[START OF ITEMS]
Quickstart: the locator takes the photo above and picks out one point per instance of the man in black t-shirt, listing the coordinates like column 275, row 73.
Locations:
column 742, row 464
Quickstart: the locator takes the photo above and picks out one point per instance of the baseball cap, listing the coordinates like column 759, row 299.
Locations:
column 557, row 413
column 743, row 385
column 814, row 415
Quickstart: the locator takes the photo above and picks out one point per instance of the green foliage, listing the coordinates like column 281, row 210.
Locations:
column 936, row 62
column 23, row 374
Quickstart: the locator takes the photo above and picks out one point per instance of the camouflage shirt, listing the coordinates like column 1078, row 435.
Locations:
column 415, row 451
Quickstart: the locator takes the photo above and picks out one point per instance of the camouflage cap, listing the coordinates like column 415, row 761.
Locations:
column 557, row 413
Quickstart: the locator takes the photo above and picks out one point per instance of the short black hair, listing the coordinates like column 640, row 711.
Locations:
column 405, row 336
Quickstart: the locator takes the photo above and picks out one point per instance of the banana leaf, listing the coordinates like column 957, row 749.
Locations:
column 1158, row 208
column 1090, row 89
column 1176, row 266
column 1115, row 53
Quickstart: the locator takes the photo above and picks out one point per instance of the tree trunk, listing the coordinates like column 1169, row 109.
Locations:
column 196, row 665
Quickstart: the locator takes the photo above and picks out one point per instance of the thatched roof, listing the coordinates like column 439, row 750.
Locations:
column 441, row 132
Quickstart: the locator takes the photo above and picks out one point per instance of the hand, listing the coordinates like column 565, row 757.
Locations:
[END OF ITEMS]
Write out the stretch of lines from the one containing "1078, row 435." through the one containing "column 405, row 336", both included, word for word.

▸ RESULT BELOW:
Quickstart: the locator takes the photo above and picks out one point per instance of the camouflage shirt, listing the coordinates like column 1078, row 435.
Locations:
column 415, row 451
Quickstart: the locator takes the photo above and picks out one point per instance of the camouflage cap, listing the coordinates like column 415, row 761.
Locations:
column 557, row 413
Quickstart: the locator takes the photo above and picks out one point per instance of the short black hair, listing the coordinates like column 640, row 711.
Locations:
column 405, row 336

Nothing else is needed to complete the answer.